(Records drawn from a dataset)
==*==

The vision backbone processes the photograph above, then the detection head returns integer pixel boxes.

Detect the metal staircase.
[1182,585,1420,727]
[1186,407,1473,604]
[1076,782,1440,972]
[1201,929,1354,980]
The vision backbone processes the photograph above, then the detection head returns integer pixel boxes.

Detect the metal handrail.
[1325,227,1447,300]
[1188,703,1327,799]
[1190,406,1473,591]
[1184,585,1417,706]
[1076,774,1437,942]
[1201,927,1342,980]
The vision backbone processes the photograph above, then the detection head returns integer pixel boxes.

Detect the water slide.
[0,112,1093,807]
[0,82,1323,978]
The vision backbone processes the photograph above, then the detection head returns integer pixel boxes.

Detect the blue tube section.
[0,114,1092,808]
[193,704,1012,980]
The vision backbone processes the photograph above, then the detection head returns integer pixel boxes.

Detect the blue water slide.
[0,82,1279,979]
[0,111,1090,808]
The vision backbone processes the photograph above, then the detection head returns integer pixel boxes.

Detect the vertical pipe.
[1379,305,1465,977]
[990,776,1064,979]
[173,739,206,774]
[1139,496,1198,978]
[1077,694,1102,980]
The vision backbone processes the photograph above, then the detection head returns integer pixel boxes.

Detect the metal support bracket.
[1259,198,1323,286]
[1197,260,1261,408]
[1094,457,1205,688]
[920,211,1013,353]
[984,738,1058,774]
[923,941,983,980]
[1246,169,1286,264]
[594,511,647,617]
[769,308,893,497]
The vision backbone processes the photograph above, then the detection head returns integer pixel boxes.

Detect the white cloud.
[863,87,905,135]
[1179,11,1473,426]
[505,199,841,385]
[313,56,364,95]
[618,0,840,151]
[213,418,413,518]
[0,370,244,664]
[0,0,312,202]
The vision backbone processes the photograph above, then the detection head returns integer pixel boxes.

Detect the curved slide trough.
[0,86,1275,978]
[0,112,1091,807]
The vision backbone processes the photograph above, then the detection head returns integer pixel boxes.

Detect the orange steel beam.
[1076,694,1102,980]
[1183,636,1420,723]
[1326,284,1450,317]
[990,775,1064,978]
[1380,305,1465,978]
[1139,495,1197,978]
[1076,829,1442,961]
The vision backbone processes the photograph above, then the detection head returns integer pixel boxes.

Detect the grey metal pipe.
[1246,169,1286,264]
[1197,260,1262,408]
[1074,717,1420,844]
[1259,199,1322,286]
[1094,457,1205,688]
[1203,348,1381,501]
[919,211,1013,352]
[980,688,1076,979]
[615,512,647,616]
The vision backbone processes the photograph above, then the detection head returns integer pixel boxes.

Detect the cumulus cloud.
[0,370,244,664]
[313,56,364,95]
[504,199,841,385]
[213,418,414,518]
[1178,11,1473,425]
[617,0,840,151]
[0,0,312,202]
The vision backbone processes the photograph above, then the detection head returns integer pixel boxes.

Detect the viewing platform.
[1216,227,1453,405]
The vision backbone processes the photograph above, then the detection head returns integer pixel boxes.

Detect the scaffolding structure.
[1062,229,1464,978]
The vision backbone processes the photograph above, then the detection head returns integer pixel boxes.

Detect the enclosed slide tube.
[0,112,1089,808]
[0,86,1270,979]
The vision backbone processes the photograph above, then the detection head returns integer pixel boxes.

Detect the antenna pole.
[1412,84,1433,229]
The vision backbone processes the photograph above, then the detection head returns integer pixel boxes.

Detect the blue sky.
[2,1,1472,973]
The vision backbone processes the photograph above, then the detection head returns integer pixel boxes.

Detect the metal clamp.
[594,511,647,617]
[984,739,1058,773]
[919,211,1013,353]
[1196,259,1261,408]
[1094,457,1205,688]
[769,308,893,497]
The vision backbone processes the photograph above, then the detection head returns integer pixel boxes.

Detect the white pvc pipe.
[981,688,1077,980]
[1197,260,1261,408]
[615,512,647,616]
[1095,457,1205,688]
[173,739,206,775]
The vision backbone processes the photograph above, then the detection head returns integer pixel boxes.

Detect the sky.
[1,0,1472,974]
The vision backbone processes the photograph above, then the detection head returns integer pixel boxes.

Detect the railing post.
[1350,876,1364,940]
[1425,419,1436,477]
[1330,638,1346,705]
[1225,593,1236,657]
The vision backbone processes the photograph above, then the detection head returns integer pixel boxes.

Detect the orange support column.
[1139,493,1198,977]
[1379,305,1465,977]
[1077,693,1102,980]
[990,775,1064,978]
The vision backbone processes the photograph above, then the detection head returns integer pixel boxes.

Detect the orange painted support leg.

==*==

▶ WHAT YOU SHOULD DO
Reproduce all of the entries word for word.

▶ EXPECTED ANSWER
The vision backbone processes the photograph above, then the detection head returns integer pixel boxes.

Detect the metal staircase.
[1182,585,1420,727]
[1186,407,1473,604]
[1076,782,1440,972]
[1201,929,1354,980]
The vision backbone processes the photograph above, then the detection head returns integer pixel boxes.

Detect the metal handrail.
[1325,227,1447,300]
[1188,703,1327,799]
[1190,406,1473,591]
[1184,585,1417,706]
[1076,774,1437,942]
[1201,927,1342,980]
The vision backbone processes the photograph above, then the detection head returns integer pixel boxes.

Detect the water slide.
[0,112,1093,807]
[0,82,1323,978]
The vision backbone processes the photograph above, then the detection head returns integer pixel boxes.

Detect the blue tube section.
[0,114,1092,808]
[193,704,1012,980]
The vision backbone processes the photograph above, then the detection head returns integer pixel boxes.

Detect the blue water slide.
[0,82,1279,979]
[0,111,1090,808]
The vision backbone processes the photograph above, then the detection head returns integer pixel boxes.

Detect the vertical pipe.
[1379,305,1465,977]
[990,776,1064,979]
[173,739,206,774]
[1139,496,1198,978]
[1077,694,1102,980]
The vision backbone processes the photograph above, then the detection head returns integer pixel boxes.

Detect the metal support bracket.
[1259,198,1323,286]
[1197,260,1261,408]
[1094,457,1205,688]
[920,211,1013,353]
[984,738,1058,774]
[923,941,983,980]
[1246,169,1286,264]
[594,511,647,617]
[769,308,893,497]
The vision backbone processes the photograph above, then the detection head returns integer pixel boxes.

Detect the white cloud.
[863,87,905,135]
[1179,11,1473,426]
[505,199,841,385]
[313,56,364,95]
[618,0,840,151]
[213,418,413,518]
[0,370,244,664]
[0,0,312,202]
The vision backbone processes the photograph above, then the detection head returns integer pixel boxes.

Detect the curved slide trough.
[0,86,1275,978]
[0,112,1091,807]
The vision backbone processes the photograph above, then the detection head returns integer pixel boxes.

Detect the orange steel beam.
[1076,694,1102,980]
[1183,636,1420,723]
[1326,284,1450,317]
[990,775,1064,978]
[1380,305,1465,978]
[1139,495,1197,978]
[1076,829,1442,961]
The vision backbone processes the photograph above, then the detection head returns integer pixel boxes.

Detect the grey metal pipe.
[1246,169,1286,264]
[1197,260,1262,408]
[1074,717,1420,844]
[1259,199,1322,286]
[1094,457,1205,688]
[1203,348,1381,501]
[919,211,1013,352]
[980,688,1076,979]
[615,512,647,616]
The vision backbone processes the photograph above, then the detection head returns integer pixel boxes.

Detect the cumulus cloud.
[0,370,244,664]
[313,56,364,95]
[504,199,841,385]
[213,418,414,518]
[1178,11,1473,425]
[617,0,840,151]
[0,0,312,202]
The vision backbone processes the photograph above, then the detection head returns integer pixel boxes.

Detect the viewing platform.
[1216,227,1453,405]
The vision backbone processes the photograph above, then the detection head returns integer pixel boxes.

Detect the scaffolding structure.
[1062,229,1464,978]
The vision backbone processes the photograph above, then the detection head returns integer pixel boxes.

Detect the enclosed slide tube.
[0,112,1089,808]
[0,86,1270,979]
The vision backbone processes the photograph above, then the detection head returns integer pixel boxes.

Detect the antenna pole.
[1412,84,1433,229]
The vision backbone processes the photograph above, then the detection head returns integer pixel boxes.

Detect the blue sky.
[2,1,1472,973]
The vision backbone processes the photograph above, then the detection head returns integer pixel boxes.

Detect the metal clamp.
[594,511,647,617]
[984,739,1058,773]
[919,211,1013,353]
[1196,259,1261,408]
[1094,457,1205,688]
[769,308,893,497]
The vision backbone processes the photograph above, then the detection head returns integer pixel boxes.

Detect the white pvc pipe.
[981,688,1077,980]
[1197,260,1261,408]
[615,512,647,616]
[1095,457,1205,688]
[173,739,206,775]
The vision backbone processes the photograph above, then the detection head returns integer pixel boxes.

Detect the sky.
[1,0,1472,974]
The vision backbone processes the photograph above, then the detection head returns integer pixel boxes.

Detect the railing post.
[1350,876,1364,940]
[1425,419,1436,477]
[1330,638,1346,705]
[1225,593,1236,657]
The vision backbone processes the photograph above, then the detection head returns integer pixel boxes.

Detect the orange support column.
[1139,493,1198,977]
[1379,305,1465,977]
[1077,693,1102,980]
[990,775,1064,978]
The vision backbone processes the photograph above, then the detection head returns integer pixel boxes.

Detect the orange painted support leg.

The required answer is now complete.